Switch "drill" to "exercise" throughout the records below and give them again with nothing else changed. Leave the pictures out of your answer.

## start Data to process

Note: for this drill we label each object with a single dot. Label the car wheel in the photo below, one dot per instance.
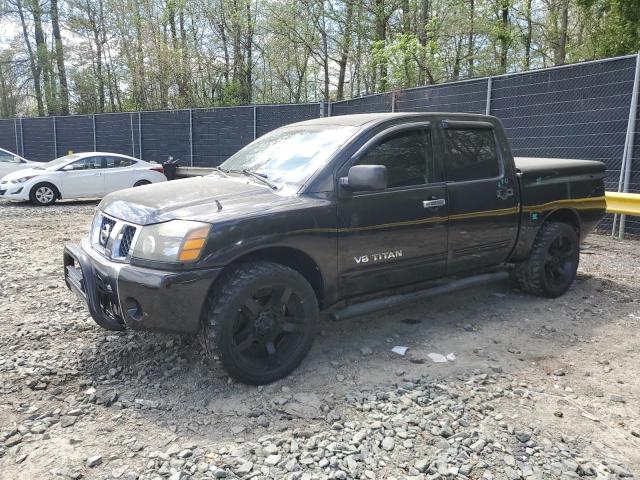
(261, 322)
(43, 194)
(551, 268)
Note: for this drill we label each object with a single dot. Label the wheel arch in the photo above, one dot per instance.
(292, 258)
(48, 181)
(565, 215)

## end Data to process

◆ **Response**:
Note: for this exercise we label each object with a single dot. Label the car wheel in the photo below, one dot per instance.
(261, 322)
(43, 194)
(551, 268)
Note: for this exercise we label each object with a single dot. Label the wheel arch in the photo above, one dot per instance.
(292, 258)
(48, 181)
(565, 215)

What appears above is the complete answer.